#### [EXTRACTED INFORMATION]

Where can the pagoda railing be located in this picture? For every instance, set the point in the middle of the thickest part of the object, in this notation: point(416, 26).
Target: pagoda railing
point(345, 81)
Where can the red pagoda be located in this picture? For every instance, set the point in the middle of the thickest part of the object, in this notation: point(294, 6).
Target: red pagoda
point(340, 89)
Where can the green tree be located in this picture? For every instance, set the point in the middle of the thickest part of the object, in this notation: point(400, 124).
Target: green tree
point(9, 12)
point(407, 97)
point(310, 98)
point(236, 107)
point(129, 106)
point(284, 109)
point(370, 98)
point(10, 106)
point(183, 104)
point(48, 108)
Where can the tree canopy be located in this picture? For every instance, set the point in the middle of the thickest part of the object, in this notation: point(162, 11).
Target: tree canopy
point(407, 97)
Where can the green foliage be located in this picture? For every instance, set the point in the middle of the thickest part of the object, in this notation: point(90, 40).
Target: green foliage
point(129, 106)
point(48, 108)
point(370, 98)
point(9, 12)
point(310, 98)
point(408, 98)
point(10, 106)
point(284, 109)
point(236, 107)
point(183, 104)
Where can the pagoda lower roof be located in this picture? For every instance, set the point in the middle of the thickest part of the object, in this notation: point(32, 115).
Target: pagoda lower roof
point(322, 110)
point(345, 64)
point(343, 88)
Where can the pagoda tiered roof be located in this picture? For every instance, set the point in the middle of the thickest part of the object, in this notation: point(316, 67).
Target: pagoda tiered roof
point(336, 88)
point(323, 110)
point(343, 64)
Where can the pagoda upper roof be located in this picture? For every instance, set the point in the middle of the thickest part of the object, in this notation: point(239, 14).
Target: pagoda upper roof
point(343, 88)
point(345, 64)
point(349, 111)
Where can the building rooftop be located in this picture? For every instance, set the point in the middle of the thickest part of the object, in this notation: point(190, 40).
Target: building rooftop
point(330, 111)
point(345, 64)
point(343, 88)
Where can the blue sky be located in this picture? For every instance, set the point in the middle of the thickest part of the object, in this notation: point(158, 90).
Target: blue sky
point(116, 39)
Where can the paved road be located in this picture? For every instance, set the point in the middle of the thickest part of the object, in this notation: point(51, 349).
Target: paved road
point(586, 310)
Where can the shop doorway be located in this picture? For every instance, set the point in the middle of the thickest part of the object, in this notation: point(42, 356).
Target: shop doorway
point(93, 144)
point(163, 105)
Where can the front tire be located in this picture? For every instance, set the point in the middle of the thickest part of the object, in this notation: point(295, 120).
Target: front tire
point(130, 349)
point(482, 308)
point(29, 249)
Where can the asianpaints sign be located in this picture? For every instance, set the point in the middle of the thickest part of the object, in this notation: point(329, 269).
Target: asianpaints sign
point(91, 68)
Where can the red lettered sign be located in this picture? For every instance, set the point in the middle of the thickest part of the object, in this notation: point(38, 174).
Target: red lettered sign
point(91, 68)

#### [STATED PROBLEM]
Faithfully reproduce all of the records, character for character.

#### [COMPLETE OUTPUT]
Where can the pagoda railing be located in this picture? For every instance, set the point in the middle of the thickest part of the object, in this notation: point(416, 26).
Target: pagoda railing
point(345, 81)
Where can the red pagoda be located in this picture? For every instance, set the point in the middle of the thickest part of the object, in this notation: point(294, 6).
Target: red pagoda
point(340, 89)
Where can the green tree be located in this picture? For every instance, set the point in the middle of the thickest part of the object, in this notation: point(400, 124).
Target: green tree
point(9, 12)
point(407, 97)
point(310, 98)
point(236, 107)
point(129, 106)
point(284, 109)
point(370, 98)
point(10, 106)
point(183, 104)
point(48, 108)
Where can the tree canopy be located in this picture? For every instance, set the point in the middle of the thickest part of the object, in this notation: point(162, 11).
Target: tree canopy
point(407, 97)
Where can the green foliage be located in this picture? For every instance, set the point in the middle of the thickest part of the object, in this notation: point(90, 40).
Target: green foliage
point(129, 106)
point(48, 108)
point(370, 98)
point(9, 12)
point(310, 98)
point(408, 98)
point(10, 106)
point(284, 109)
point(236, 107)
point(183, 104)
Where can the pagoda lower roof be located in this picture? For every instance, set the point in the middle of the thickest part of the object, in this notation: point(32, 115).
Target: pagoda lower roof
point(322, 110)
point(345, 64)
point(343, 88)
Where can the pagoda tiered roof be located in this picture? For every instance, set the point in the middle of the thickest part of the object, in this notation: point(316, 67).
Target: pagoda tiered roof
point(336, 88)
point(323, 110)
point(343, 64)
Where can the pagoda upper roof be located in this picture? For every instance, set the point in the middle of the thickest part of the object, in this notation: point(239, 14).
Target: pagoda upper roof
point(343, 88)
point(345, 64)
point(349, 111)
Where can the building rooftop be located in this picture? For every instance, set the point in the middle of the thickest part of the object, in this notation: point(190, 40).
Target: building rooftop
point(330, 111)
point(345, 64)
point(343, 88)
Where can the blue sky be located in this picture? For every instance, set the point in the middle of the thickest part of the object, in this notation: point(158, 90).
Target: blue sky
point(116, 39)
Where can the paved road be located in this picture? For every instance, set the point in the middle of the thickest part of the object, in this notation: point(51, 349).
Target: paved road
point(586, 310)
Where can the shop doorway be located in this picture? For every instance, set the point in the middle of the thickest part of the object, in this notation: point(42, 356).
Target: shop doorway
point(93, 144)
point(163, 105)
Where can the front tire be located in this picture? For every instance, set the point in the middle of the thickest part of the object, in this notation: point(295, 120).
Target: front tire
point(130, 349)
point(482, 308)
point(29, 249)
Where can the asianpaints sign be located in this picture? For every instance, set the point in the middle of the thickest part of the object, in this notation: point(329, 269).
Target: asianpaints sign
point(91, 68)
Where can the red lettered sign be located in this picture? For every instance, set the point in the middle of the thickest part of the object, in this notation: point(38, 174).
Target: red lettered sign
point(91, 68)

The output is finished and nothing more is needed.